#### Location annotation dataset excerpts

= = = = =

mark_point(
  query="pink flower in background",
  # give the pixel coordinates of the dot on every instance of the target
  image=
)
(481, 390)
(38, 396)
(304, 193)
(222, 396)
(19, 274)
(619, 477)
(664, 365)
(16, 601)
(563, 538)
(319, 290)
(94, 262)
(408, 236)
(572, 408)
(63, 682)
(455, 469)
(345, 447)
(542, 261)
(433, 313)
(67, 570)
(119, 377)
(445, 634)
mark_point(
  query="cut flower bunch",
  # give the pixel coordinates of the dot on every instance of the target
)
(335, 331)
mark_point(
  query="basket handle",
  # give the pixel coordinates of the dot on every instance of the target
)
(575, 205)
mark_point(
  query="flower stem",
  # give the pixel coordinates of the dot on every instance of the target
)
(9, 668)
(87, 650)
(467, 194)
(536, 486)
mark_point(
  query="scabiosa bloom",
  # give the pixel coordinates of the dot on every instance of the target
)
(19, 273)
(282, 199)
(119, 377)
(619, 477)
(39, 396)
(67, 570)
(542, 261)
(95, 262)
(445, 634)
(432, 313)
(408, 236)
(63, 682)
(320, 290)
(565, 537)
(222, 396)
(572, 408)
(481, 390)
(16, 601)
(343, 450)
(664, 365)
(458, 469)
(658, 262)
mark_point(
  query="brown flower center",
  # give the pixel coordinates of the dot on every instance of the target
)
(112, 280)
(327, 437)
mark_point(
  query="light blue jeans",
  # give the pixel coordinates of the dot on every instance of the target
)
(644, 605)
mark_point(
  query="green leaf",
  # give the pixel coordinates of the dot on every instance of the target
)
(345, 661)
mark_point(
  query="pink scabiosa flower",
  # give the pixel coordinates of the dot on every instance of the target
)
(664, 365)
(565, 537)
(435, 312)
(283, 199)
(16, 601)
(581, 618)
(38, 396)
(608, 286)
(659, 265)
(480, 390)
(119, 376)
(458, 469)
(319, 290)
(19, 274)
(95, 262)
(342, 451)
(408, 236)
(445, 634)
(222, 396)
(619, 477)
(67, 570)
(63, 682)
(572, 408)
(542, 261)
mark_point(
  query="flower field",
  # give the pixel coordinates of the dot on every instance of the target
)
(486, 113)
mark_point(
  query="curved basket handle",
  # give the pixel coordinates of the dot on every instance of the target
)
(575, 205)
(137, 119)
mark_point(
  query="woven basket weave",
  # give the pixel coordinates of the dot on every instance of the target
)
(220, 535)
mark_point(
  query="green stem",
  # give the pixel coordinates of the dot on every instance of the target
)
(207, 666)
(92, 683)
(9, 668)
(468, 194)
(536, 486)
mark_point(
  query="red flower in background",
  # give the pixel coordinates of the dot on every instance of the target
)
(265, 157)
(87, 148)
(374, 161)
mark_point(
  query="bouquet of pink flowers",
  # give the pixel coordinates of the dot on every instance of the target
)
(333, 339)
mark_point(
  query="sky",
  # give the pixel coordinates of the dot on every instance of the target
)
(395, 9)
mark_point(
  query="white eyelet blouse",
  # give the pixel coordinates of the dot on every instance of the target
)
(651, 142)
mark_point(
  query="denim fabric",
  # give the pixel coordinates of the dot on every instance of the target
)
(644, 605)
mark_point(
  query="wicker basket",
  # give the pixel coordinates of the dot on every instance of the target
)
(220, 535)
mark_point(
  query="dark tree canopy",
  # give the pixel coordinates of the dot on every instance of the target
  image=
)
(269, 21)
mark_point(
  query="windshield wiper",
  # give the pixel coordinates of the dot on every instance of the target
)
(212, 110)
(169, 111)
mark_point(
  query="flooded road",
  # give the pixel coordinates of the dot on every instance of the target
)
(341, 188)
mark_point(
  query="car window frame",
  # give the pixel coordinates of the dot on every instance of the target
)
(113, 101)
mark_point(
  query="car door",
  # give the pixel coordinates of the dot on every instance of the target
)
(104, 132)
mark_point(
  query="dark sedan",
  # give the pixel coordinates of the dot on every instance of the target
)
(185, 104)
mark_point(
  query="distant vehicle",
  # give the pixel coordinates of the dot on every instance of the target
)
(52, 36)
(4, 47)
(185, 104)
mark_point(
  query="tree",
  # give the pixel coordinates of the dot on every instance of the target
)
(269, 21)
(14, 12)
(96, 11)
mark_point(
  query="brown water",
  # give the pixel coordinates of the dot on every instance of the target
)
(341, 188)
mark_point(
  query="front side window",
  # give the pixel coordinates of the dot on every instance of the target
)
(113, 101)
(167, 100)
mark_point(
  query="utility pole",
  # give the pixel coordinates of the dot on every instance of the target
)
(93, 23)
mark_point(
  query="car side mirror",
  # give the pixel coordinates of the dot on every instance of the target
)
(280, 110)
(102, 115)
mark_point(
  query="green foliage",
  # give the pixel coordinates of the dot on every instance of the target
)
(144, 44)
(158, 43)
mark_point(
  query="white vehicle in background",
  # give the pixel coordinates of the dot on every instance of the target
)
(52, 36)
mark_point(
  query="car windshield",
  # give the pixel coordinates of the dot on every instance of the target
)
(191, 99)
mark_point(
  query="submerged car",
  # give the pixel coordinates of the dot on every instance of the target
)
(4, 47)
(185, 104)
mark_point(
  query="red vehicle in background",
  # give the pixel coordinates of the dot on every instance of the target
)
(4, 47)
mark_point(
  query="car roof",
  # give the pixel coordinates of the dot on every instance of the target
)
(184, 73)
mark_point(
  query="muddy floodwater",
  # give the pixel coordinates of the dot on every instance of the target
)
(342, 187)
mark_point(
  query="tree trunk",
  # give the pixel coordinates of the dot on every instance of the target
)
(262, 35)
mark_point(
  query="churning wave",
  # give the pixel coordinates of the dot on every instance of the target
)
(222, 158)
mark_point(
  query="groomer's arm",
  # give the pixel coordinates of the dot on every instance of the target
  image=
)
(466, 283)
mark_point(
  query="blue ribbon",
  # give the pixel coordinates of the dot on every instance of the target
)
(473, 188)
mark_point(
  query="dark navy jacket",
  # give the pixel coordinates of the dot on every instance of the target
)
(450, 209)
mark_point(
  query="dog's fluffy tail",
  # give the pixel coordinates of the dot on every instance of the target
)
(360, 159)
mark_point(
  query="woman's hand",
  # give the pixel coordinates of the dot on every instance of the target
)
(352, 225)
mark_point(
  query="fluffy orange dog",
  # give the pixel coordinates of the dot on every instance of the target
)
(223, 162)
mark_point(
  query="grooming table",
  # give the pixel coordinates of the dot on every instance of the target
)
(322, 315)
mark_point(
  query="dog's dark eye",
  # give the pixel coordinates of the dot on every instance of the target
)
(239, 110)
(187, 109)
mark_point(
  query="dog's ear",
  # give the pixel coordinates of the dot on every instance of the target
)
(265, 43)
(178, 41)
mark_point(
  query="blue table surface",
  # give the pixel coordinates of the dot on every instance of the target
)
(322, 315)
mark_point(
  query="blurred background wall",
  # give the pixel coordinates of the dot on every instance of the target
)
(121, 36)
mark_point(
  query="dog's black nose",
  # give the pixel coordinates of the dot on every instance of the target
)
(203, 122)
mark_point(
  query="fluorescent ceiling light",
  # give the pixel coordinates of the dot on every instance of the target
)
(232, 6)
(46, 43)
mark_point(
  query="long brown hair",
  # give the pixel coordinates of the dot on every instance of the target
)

= = = = =

#### Job
Locate every line in the material that contains the string "pink" and copy each one out. Case counts.

#### Full solution
  query="pink flower in background",
  query="pink scabiosa flower",
  query="bouquet of pink flowers",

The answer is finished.